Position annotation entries
-- Start --

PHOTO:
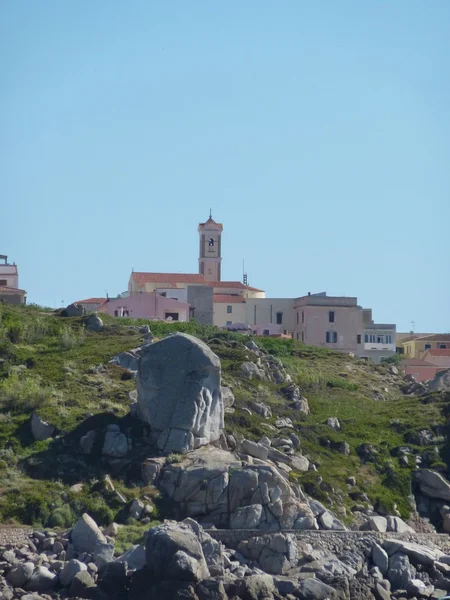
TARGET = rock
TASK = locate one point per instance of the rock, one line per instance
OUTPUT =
(254, 449)
(227, 396)
(283, 422)
(246, 517)
(93, 323)
(73, 310)
(329, 522)
(377, 524)
(251, 371)
(42, 580)
(115, 444)
(399, 573)
(134, 557)
(70, 569)
(380, 558)
(136, 509)
(299, 463)
(87, 441)
(85, 535)
(40, 429)
(333, 423)
(432, 484)
(173, 551)
(262, 409)
(179, 393)
(314, 589)
(18, 576)
(397, 525)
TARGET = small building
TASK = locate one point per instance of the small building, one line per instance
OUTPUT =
(150, 306)
(9, 283)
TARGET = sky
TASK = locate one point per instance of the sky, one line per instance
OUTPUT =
(317, 132)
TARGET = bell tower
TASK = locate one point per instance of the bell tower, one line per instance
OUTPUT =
(210, 257)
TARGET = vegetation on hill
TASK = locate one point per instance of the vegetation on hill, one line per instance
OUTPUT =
(53, 366)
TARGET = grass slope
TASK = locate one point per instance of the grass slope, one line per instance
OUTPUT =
(50, 365)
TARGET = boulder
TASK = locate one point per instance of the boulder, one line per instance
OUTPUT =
(179, 393)
(93, 323)
(85, 535)
(40, 429)
(173, 551)
(254, 449)
(432, 484)
(399, 573)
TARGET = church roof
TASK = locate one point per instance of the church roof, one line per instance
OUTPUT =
(210, 221)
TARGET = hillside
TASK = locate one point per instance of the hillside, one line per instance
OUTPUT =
(55, 367)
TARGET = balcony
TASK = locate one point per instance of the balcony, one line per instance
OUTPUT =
(383, 347)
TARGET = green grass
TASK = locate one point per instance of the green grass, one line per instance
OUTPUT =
(48, 364)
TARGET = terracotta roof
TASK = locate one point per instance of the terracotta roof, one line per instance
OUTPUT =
(5, 288)
(438, 351)
(170, 278)
(435, 337)
(229, 299)
(91, 301)
(173, 278)
(211, 221)
(416, 362)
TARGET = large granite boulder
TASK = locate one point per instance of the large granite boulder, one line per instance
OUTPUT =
(179, 393)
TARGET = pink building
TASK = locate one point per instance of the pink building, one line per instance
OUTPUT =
(150, 306)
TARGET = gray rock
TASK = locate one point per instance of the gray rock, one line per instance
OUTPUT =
(246, 517)
(42, 580)
(134, 557)
(85, 535)
(18, 576)
(70, 569)
(380, 558)
(93, 323)
(254, 449)
(314, 589)
(40, 429)
(432, 484)
(115, 444)
(173, 551)
(399, 573)
(333, 423)
(179, 393)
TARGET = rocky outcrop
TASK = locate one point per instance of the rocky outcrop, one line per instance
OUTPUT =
(179, 393)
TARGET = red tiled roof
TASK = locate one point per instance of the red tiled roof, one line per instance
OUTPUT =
(211, 221)
(5, 288)
(91, 301)
(416, 362)
(436, 337)
(438, 351)
(228, 299)
(173, 278)
(170, 278)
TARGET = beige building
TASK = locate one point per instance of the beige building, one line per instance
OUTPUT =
(9, 283)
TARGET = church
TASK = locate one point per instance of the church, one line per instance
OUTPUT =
(226, 298)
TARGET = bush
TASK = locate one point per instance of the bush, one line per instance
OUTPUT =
(23, 394)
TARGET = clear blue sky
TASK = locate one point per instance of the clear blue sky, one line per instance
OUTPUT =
(318, 132)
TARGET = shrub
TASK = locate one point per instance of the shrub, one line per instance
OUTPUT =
(23, 394)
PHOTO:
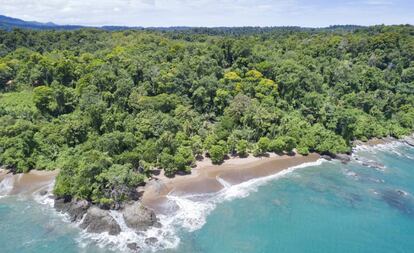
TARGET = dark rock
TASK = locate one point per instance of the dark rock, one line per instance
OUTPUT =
(133, 246)
(75, 209)
(344, 158)
(99, 221)
(138, 217)
(151, 240)
(78, 209)
(398, 200)
(409, 141)
(326, 157)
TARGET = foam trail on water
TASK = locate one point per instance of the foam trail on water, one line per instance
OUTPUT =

-- End --

:: GOAL ::
Can you reproduce every entry above verbatim, with the pictures left out?

:: WRITTEN SOLUTION ::
PHOTO:
TARGET = rock
TASK = locate one point per instance of the rock, one line per instance
OUTPUT =
(254, 449)
(227, 396)
(283, 422)
(246, 517)
(93, 323)
(73, 310)
(329, 522)
(377, 524)
(251, 371)
(42, 580)
(115, 444)
(399, 573)
(134, 557)
(70, 569)
(380, 558)
(136, 509)
(299, 463)
(87, 441)
(85, 535)
(40, 429)
(333, 423)
(432, 484)
(173, 551)
(262, 409)
(179, 393)
(314, 589)
(18, 576)
(397, 525)
TARGET = small building
TASK = locate one point per instance of the small building, one line per instance
OUTPUT =
(150, 306)
(9, 283)
TARGET = sky
TASK = locate one point per instance of the sky, one line per instance
OUTPUT =
(317, 132)
TARGET = bell tower
TASK = locate one point per instance of the bell tower, one line per instance
OUTPUT =
(210, 257)
TARGET = vegetation on hill
TASK = locate one point per instance of the vegetation on hill, one line per instance
OUTPUT =
(53, 366)
TARGET = grass slope
TASK = locate one point per instance of the grass slope, one line per instance
OUTPUT =
(50, 365)
TARGET = boulder
TASK = locate one point per instance of the boulder, one line per instance
OUTPUT =
(179, 393)
(93, 323)
(85, 535)
(40, 429)
(173, 551)
(254, 449)
(432, 484)
(399, 573)
TARGET = church roof
TASK = locate one point per instance of the church roof, one line per instance
OUTPUT =
(210, 221)
TARGET = hillside
TASK = locate one point per instance of the hillside, one line per instance
OUTPUT =
(55, 367)
TARGET = balcony
TASK = locate one point per instance of the balcony, one line per instance
OUTPUT =
(383, 347)
TARGET = green grass
TASK = locate one point per instance of the green grass, one line per instance
OUTPUT =
(48, 364)
TARGET = terracotta roof
TASK = locate one point per instance of the terracotta roof, one line per instance
OUTPUT =
(5, 288)
(438, 351)
(170, 278)
(435, 337)
(229, 299)
(91, 301)
(173, 278)
(211, 221)
(416, 362)
TARGET = large granite boulder
TASK = locate one point per instance of the large granite boulder, one line per instance
OUTPUT =
(179, 393)
TARGET = pink building
TASK = locate one point per instance of the pink building, one line per instance
OUTPUT =
(150, 306)
TARGET = gray rock
TASK = locate one point per instance of the gray rock, one line per instance
OUTPUT =
(246, 517)
(42, 580)
(134, 557)
(85, 535)
(18, 576)
(70, 569)
(380, 558)
(93, 323)
(254, 449)
(314, 589)
(40, 429)
(432, 484)
(115, 444)
(173, 551)
(399, 573)
(333, 423)
(179, 393)
TARGET = rocky outcrop
TASK = locate one point per instance of the rocky outcrop, one line per instance
OUTPUT =
(179, 393)
TARGET = red tiled roof
TASK = locate one point per instance of the red tiled roof, one line per instance
OUTPUT =
(211, 221)
(5, 288)
(91, 301)
(416, 362)
(436, 337)
(438, 351)
(228, 299)
(173, 278)
(170, 278)
TARGET = beige building
TASK = locate one point per instance of the beige building, one line per instance
OUTPUT =
(9, 283)
TARGET = church
TASK = locate one point per instance of the church, one line per instance
OUTPUT =
(226, 298)
TARGET = bush
TASK = locate one point per instance of the bush, one line per instance
OUTPUT =
(23, 394)
TARGET = clear blue sky
TASK = locate one point per instance of the clear blue sky, one line per instance
OUTPUT =
(318, 132)
TARGET = shrub
TASK = locate one point per instance of the shrub, one line per instance
OUTPUT =
(23, 394)
PHOTO:
TARGET = dark rock
TASK = locate one point per instance of the dark rock, one line per instance
OUTPUT =
(133, 246)
(75, 209)
(344, 158)
(99, 221)
(138, 217)
(151, 240)
(78, 209)
(398, 200)
(409, 141)
(326, 157)
TARGET = foam trail on water
TASK = locate one point per instance of the foam trail on water, one line per instance
OUTPUT =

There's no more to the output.